Using the data below, find how many lines include the word "white" and report that figure alone.

INPUT RECORDS below:

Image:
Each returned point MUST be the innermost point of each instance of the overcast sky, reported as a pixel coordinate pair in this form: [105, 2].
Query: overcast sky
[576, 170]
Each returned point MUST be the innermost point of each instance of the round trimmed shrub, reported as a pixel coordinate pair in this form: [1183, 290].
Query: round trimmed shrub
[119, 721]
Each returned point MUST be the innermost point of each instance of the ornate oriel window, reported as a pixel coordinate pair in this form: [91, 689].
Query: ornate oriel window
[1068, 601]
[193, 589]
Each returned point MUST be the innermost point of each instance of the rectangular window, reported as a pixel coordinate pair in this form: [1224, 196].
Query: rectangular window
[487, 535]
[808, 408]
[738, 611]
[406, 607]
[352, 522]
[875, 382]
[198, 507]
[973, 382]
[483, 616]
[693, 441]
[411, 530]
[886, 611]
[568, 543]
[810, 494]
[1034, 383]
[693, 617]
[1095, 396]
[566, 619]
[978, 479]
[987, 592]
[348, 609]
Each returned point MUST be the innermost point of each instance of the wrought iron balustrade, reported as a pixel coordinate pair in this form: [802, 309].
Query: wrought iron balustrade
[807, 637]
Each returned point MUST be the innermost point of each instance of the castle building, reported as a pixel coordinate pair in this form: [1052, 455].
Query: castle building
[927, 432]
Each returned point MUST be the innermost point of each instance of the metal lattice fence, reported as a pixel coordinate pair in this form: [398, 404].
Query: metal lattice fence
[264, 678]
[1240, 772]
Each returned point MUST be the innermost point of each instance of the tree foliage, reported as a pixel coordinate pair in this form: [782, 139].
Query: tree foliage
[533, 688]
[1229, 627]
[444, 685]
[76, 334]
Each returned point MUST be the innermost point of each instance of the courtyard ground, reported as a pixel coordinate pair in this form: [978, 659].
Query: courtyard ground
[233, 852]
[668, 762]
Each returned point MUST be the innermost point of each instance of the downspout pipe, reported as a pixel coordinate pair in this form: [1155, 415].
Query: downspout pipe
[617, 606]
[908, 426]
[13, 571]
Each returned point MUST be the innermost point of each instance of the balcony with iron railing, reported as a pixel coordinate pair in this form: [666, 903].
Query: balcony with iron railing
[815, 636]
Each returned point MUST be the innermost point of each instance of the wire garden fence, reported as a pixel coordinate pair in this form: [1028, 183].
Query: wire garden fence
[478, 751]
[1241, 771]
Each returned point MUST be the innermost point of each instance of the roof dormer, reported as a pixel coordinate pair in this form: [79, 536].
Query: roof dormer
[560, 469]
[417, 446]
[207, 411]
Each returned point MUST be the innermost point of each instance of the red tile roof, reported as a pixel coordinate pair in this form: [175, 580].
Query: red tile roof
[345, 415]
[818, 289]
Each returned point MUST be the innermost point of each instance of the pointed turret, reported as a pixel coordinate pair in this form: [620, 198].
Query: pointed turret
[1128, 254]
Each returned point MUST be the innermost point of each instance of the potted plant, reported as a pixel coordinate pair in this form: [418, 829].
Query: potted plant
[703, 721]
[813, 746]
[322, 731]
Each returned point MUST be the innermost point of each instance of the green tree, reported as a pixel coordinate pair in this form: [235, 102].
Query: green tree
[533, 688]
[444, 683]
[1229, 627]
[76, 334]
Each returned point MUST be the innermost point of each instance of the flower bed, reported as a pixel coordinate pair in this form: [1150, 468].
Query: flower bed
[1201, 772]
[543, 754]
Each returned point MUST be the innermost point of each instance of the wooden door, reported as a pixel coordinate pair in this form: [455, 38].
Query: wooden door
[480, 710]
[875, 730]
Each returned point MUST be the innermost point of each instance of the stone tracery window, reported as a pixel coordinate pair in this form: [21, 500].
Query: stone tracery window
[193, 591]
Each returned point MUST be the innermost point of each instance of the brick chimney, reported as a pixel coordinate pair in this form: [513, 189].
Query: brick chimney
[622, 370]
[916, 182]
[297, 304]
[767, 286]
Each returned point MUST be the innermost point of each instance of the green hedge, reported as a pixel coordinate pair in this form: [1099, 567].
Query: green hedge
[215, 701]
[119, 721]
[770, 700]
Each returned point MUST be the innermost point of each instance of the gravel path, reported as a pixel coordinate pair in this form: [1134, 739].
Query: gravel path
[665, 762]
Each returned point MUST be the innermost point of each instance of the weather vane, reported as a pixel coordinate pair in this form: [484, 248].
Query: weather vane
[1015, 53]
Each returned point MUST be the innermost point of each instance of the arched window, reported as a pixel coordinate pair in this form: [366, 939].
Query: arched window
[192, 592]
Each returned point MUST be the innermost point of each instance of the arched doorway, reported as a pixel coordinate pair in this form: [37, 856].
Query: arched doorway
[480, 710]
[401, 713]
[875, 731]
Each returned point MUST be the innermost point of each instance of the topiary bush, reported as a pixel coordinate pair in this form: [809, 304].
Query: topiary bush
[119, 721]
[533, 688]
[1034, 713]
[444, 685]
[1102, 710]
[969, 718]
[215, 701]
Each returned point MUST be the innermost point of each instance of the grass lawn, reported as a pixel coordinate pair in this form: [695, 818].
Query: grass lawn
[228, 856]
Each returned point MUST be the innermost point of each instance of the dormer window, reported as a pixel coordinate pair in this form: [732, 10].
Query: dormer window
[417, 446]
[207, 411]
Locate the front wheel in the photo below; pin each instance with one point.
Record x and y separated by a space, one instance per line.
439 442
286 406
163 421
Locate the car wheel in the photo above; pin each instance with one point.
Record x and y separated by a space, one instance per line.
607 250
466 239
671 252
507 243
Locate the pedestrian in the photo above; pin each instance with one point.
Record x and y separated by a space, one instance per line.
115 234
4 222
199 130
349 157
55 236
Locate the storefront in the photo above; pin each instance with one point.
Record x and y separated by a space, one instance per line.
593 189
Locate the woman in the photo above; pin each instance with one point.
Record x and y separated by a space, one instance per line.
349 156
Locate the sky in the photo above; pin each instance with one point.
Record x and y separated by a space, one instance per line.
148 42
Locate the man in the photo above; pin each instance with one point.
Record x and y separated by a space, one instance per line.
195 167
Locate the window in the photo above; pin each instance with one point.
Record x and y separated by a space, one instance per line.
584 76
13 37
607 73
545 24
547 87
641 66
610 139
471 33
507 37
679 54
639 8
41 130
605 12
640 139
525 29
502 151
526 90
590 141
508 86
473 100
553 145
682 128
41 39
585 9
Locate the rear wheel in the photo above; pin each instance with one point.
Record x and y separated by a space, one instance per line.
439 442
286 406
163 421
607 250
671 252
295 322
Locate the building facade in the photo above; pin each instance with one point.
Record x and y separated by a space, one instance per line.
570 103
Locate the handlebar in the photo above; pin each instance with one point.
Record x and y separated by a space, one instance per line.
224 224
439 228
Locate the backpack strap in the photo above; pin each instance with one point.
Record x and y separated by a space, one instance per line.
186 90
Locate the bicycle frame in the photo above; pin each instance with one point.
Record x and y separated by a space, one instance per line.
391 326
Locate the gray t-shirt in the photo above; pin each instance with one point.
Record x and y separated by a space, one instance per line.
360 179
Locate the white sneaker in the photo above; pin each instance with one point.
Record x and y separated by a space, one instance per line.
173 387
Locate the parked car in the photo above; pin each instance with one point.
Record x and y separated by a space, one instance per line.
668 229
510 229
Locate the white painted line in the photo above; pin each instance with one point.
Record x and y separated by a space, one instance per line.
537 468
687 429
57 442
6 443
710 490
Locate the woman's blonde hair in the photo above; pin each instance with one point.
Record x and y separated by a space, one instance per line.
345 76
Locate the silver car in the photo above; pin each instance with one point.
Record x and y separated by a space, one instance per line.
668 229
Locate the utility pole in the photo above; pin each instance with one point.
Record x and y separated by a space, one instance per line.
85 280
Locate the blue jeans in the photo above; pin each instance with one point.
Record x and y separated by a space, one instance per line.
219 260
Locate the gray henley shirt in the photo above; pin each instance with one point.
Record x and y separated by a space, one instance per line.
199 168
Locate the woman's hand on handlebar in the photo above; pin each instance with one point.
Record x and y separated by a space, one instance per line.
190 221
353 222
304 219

End of INPUT RECORDS.
INPUT RECORDS below:

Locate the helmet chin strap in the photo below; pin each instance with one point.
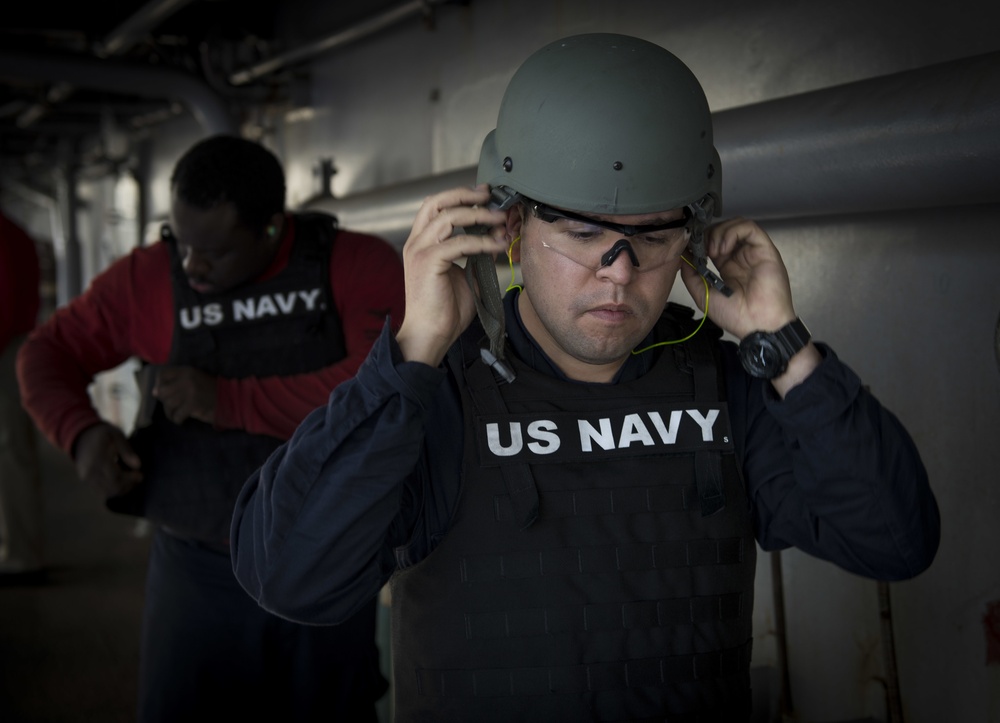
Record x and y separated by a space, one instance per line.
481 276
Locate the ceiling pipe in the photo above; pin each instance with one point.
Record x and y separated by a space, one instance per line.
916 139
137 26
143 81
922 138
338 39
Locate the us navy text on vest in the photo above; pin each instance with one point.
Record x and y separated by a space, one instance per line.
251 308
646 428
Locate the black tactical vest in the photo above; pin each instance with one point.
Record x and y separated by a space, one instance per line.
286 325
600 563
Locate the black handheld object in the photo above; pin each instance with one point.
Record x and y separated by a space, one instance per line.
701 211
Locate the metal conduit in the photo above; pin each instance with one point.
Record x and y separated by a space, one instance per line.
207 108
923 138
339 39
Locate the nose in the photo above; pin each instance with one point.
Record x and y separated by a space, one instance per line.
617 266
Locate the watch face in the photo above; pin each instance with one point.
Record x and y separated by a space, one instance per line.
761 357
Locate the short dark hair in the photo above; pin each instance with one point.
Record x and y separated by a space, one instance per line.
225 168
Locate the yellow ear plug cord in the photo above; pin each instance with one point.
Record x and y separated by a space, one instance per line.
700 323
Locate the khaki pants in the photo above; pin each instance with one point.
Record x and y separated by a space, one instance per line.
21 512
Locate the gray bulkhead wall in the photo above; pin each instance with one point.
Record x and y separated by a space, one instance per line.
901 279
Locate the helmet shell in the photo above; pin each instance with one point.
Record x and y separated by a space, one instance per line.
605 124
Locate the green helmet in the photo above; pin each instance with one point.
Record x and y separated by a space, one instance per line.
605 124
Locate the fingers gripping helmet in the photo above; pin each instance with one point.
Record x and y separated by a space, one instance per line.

End of INPUT RECORDS.
INPUT RECORDS below:

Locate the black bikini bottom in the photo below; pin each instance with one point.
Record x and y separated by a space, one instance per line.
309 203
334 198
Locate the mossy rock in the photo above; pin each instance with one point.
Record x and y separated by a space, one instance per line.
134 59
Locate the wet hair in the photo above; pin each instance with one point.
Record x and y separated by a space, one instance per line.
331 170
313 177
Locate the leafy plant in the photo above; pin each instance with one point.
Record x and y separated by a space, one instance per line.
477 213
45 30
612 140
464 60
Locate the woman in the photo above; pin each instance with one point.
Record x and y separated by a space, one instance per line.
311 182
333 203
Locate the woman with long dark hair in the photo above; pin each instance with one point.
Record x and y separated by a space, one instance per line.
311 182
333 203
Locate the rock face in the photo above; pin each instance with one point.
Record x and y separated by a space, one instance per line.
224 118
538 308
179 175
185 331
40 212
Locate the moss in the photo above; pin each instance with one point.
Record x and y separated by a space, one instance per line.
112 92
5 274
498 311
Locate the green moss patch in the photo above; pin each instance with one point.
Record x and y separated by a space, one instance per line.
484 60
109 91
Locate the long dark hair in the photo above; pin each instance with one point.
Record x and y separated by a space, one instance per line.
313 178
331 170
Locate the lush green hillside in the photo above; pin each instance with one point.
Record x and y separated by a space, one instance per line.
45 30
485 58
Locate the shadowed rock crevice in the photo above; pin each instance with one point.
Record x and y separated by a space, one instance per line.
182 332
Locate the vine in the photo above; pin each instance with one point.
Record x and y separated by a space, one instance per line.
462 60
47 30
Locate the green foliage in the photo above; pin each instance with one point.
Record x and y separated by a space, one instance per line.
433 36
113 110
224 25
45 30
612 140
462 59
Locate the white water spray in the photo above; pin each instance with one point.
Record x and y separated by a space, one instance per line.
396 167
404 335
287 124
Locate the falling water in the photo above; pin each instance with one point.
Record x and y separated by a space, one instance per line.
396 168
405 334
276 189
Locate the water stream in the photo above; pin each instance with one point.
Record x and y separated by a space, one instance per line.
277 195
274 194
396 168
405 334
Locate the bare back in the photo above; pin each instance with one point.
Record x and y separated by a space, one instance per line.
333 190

End of INPUT RECORDS.

TASK RESPONSE:
3